EXERCISE ▸ Convert every one of the rows below into a Markdown table with two columns, n for the row number and Text for the row itself, leaving out any blank lines.

--- BEGIN SUPPLIED ENTRIES ---

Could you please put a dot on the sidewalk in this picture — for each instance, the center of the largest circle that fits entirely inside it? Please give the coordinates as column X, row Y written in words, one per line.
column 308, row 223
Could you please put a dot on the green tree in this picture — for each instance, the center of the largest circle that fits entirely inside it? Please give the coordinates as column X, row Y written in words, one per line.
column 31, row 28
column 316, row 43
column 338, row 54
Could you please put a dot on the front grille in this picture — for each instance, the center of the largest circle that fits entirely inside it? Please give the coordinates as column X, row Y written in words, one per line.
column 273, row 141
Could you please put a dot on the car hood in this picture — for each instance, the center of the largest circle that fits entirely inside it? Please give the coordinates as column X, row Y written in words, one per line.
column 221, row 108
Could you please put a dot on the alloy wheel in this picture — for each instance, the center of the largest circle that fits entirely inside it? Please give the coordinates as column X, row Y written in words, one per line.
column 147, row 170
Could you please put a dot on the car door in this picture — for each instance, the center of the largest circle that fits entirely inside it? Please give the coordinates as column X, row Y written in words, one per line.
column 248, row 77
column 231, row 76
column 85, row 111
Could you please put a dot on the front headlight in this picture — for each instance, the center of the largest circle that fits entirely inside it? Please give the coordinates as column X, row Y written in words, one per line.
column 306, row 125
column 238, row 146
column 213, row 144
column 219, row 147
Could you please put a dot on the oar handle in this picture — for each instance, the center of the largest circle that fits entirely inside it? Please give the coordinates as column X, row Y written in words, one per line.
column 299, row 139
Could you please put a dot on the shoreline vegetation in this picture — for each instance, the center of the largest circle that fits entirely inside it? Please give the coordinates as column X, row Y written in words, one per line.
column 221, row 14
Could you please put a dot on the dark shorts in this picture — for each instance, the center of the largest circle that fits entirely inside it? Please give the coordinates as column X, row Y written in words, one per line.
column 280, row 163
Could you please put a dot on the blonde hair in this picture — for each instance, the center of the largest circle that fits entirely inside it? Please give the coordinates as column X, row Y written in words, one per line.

--- END SUPPLIED ENTRIES ---

ANSWER TO THE EXERCISE ▸
| n | Text |
|---|---|
| 1 | Could you please put a dot on the sidewalk in this picture — for each instance, the center of the largest circle that fits entirely inside it? Please give the coordinates as column X, row Y written in words, one per line. |
| 2 | column 308, row 223 |
| 3 | Could you please put a dot on the green tree in this picture — for each instance, the center of the largest circle that fits entirely inside it? Please give the coordinates as column X, row Y written in words, one per line. |
| 4 | column 31, row 28 |
| 5 | column 316, row 43 |
| 6 | column 338, row 54 |
| 7 | Could you please put a dot on the front grille in this picture — for each instance, the center of the largest circle that fits entirely inside it? Please give the coordinates as column X, row Y written in words, one per line. |
| 8 | column 273, row 141 |
| 9 | Could you please put a dot on the car hood in this picture — for each instance, the center of the largest circle that fits entirely inside it? Please give the coordinates as column X, row Y written in words, one per line. |
| 10 | column 221, row 108 |
| 11 | Could you please put a dot on the alloy wheel in this picture — for each instance, the center of the largest circle that fits entirely inside it? Please give the coordinates as column X, row Y written in words, one per line. |
| 12 | column 147, row 170 |
| 13 | Could you please put a dot on the car door in this picture — for each instance, the center of the largest circle that fits entirely inside it? Please give the coordinates as column X, row Y written in words, one per line. |
| 14 | column 248, row 77 |
| 15 | column 231, row 76 |
| 16 | column 85, row 111 |
| 17 | Could you please put a dot on the front headlight in this picture — for each instance, the center of the largest circle that fits entirely inside it? Please give the coordinates as column X, row Y written in words, one per line. |
| 18 | column 306, row 125 |
| 19 | column 238, row 146 |
| 20 | column 213, row 144 |
| 21 | column 219, row 147 |
| 22 | Could you please put a dot on the oar handle in this picture — for each instance, the center of the largest circle that fits entirely inside it? Please give the coordinates as column X, row Y written in words, one per line. |
| 23 | column 299, row 139 |
| 24 | Could you please put a dot on the shoreline vegetation in this picture — for each instance, the center of the largest circle that fits entirely inside it? Please give the coordinates as column X, row Y written in words, one per line. |
| 25 | column 221, row 14 |
| 26 | Could you please put a dot on the dark shorts in this picture — for each instance, the center of the largest circle that fits entirely inside it? Please give the coordinates as column X, row Y written in words, one per line. |
| 27 | column 280, row 163 |
| 28 | Could you please put a dot on the blonde hair in this picture — for each instance, the center of the largest circle that fits entirely inside it? Please give the coordinates as column X, row Y written in words, one per line. |